### Work required
Of all the entries below, only the lines from the one with "of the dirt" up to and including the one with "of the gravel" are to be duplicated exactly.

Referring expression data
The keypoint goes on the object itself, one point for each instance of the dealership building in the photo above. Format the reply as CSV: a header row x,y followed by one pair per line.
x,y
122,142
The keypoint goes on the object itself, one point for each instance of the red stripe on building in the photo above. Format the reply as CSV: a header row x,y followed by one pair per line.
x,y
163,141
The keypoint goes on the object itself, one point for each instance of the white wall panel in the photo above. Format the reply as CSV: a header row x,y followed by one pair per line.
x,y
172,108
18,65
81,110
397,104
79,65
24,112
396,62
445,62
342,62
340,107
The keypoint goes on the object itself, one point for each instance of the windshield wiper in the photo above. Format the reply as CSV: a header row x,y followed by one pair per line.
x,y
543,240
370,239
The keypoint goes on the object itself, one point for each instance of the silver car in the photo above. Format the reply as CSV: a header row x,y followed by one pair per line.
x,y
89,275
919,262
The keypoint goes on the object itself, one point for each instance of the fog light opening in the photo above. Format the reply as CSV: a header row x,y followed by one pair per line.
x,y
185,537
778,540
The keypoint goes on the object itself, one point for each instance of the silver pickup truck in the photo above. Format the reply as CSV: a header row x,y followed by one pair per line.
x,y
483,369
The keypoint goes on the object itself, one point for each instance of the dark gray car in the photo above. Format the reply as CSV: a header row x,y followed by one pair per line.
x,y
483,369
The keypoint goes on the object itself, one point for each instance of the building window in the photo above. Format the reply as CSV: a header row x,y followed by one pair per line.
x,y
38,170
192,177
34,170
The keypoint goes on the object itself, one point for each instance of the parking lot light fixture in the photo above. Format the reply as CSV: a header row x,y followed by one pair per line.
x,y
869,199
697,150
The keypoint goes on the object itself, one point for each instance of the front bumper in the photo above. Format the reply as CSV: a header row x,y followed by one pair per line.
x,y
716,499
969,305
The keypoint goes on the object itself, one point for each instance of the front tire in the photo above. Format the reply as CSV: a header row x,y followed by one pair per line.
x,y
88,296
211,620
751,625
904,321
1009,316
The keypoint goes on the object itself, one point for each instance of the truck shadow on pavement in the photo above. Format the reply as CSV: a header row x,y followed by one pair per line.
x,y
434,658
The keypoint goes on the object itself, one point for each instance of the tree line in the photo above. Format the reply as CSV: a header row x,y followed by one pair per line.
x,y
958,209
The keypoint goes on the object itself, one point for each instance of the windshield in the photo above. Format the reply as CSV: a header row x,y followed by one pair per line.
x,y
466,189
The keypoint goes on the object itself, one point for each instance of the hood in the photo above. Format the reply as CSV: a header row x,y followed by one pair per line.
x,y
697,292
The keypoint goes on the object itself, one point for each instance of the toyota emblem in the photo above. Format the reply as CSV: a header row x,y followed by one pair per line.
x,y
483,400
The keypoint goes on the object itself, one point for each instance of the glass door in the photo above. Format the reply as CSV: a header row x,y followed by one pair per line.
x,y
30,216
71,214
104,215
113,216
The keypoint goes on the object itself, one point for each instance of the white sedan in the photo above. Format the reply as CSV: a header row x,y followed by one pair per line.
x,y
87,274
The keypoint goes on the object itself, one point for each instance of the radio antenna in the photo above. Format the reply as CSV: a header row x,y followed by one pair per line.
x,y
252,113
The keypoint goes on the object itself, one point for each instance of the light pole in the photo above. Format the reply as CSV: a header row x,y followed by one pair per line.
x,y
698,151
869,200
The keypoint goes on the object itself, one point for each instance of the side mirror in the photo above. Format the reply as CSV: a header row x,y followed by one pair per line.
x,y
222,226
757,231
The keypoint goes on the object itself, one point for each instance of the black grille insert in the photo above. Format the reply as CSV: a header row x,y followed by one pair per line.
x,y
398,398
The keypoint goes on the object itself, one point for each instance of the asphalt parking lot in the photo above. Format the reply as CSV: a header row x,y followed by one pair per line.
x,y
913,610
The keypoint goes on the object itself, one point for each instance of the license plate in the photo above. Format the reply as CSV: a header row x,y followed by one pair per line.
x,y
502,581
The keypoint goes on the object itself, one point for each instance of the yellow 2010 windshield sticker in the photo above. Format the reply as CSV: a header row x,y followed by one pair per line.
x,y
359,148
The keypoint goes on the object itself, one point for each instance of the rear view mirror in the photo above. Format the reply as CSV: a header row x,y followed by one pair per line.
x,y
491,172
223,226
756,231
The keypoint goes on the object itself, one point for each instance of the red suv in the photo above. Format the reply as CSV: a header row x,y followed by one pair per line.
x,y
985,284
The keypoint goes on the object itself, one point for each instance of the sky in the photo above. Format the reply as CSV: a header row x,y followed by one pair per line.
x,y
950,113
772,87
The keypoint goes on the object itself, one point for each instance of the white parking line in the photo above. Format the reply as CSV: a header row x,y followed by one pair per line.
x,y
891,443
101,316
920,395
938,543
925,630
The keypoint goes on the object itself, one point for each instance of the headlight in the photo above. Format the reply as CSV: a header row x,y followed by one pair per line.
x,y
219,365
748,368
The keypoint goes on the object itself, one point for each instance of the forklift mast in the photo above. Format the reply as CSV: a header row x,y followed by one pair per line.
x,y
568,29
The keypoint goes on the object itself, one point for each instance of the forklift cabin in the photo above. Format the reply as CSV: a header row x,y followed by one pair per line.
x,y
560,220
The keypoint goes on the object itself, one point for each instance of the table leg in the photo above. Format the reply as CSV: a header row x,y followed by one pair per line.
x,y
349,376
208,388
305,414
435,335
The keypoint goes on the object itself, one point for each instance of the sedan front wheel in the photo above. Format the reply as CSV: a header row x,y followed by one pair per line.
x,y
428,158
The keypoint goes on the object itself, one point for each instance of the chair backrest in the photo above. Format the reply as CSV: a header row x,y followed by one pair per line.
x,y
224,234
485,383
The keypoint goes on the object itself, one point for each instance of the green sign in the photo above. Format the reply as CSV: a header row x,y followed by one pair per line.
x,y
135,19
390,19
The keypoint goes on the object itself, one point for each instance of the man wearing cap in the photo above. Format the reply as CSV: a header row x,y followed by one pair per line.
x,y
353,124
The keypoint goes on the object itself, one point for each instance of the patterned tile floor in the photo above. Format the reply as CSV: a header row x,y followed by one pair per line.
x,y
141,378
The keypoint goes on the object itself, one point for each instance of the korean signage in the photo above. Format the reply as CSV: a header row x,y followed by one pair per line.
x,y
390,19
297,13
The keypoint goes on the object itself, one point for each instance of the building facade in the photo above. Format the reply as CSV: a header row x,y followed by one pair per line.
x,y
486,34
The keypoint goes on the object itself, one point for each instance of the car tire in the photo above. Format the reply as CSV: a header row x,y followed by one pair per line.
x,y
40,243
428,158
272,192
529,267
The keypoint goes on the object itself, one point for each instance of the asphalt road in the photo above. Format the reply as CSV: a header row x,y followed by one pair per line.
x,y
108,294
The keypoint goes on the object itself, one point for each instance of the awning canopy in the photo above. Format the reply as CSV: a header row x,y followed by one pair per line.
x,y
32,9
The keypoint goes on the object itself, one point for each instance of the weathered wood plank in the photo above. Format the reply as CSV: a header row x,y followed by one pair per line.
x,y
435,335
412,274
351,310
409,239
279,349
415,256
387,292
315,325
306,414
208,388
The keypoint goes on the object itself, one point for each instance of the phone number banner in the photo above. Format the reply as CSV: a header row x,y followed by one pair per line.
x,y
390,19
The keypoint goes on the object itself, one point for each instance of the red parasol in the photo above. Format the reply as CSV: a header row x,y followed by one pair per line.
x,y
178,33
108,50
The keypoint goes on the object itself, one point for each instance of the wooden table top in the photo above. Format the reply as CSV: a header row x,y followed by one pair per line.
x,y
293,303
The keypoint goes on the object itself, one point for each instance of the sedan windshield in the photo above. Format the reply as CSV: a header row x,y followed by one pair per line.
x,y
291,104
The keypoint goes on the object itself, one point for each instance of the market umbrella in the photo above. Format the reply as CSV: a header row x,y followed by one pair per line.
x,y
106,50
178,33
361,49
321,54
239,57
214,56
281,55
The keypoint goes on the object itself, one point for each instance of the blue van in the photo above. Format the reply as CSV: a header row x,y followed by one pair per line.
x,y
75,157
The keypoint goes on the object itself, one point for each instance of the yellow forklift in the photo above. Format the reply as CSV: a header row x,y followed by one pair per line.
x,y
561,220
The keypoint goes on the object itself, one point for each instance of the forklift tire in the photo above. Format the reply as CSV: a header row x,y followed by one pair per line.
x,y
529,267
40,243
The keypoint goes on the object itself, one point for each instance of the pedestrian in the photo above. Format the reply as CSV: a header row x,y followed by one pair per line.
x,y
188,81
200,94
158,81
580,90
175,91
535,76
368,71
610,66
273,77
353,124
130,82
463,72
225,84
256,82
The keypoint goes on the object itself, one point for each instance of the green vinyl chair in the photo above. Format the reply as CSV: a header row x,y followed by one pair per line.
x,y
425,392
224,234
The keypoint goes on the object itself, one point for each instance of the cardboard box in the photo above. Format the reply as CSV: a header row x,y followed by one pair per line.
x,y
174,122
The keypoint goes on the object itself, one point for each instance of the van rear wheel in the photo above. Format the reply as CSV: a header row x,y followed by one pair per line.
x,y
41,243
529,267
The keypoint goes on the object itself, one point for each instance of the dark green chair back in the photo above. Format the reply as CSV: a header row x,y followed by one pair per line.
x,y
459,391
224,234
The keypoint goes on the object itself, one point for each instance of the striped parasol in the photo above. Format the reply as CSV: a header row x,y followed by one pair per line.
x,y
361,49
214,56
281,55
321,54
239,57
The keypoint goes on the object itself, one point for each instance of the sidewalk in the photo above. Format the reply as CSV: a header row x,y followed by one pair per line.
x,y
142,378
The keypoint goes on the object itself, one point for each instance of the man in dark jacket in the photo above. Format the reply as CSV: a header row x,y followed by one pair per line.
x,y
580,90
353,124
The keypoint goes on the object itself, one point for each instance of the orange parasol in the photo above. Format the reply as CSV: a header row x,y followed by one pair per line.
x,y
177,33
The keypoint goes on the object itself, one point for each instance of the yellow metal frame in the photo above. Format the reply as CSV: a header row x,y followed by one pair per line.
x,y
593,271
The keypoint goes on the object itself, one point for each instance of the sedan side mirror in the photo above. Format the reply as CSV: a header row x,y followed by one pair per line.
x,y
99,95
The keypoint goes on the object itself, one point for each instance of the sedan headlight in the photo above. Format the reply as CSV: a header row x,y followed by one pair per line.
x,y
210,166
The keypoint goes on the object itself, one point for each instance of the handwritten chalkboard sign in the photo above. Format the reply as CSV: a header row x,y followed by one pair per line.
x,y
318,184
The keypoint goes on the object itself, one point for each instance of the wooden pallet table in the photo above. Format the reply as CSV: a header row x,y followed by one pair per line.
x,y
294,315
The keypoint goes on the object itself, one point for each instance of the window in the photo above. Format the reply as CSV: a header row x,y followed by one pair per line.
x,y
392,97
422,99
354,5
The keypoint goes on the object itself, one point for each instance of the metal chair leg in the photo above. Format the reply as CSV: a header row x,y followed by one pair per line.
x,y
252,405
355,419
--
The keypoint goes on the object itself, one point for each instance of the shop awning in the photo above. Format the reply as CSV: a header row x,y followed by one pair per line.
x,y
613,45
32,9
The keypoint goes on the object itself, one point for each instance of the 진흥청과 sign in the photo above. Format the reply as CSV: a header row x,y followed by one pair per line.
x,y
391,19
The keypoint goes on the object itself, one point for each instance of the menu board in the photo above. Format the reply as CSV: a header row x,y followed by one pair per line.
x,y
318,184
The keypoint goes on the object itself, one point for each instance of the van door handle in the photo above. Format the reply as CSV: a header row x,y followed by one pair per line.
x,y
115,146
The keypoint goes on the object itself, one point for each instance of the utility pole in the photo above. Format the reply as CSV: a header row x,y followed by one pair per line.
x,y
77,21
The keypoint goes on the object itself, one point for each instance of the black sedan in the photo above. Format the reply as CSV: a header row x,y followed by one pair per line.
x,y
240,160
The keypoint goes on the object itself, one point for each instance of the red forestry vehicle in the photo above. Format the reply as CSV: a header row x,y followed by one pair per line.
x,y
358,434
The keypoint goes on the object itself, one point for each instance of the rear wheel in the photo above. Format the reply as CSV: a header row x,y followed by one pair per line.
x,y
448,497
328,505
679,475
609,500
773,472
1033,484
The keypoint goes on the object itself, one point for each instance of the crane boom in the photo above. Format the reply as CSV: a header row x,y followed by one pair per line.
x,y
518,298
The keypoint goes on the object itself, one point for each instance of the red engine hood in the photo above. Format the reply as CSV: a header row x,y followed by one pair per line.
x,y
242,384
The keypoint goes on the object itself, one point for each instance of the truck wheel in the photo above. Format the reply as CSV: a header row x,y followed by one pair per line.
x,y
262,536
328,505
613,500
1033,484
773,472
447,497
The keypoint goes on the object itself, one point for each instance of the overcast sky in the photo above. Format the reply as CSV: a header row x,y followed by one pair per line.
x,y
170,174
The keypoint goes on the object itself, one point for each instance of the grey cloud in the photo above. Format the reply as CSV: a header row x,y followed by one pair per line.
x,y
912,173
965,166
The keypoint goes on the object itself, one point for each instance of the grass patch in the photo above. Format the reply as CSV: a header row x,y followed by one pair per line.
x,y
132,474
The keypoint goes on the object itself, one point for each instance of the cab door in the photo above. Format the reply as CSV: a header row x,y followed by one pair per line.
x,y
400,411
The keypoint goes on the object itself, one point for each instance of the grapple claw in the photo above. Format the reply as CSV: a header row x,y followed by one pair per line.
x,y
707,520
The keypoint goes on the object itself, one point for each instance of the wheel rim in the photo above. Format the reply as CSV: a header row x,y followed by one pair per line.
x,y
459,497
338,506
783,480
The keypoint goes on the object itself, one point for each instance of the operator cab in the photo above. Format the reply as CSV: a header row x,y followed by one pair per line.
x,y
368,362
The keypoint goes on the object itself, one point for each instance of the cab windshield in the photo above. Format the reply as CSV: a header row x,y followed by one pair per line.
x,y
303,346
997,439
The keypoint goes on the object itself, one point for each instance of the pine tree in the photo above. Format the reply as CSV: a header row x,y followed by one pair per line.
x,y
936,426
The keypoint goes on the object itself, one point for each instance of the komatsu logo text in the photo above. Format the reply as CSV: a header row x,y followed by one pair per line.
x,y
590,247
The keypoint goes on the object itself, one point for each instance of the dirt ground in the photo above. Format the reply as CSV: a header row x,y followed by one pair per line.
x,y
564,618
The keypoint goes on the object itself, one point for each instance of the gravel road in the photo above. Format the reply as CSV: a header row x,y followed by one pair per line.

### Written solution
The keypoint goes on the object itself, one point for each instance of the dirt ground in the photo above. Format the reply as CSV: a header row x,y followed by one pair per line.
x,y
564,618
The keypoint goes on the object itself, one point for each instance of the gravel road in the photo above. Format the reply as CSV: a header row x,y followed by one pair per line.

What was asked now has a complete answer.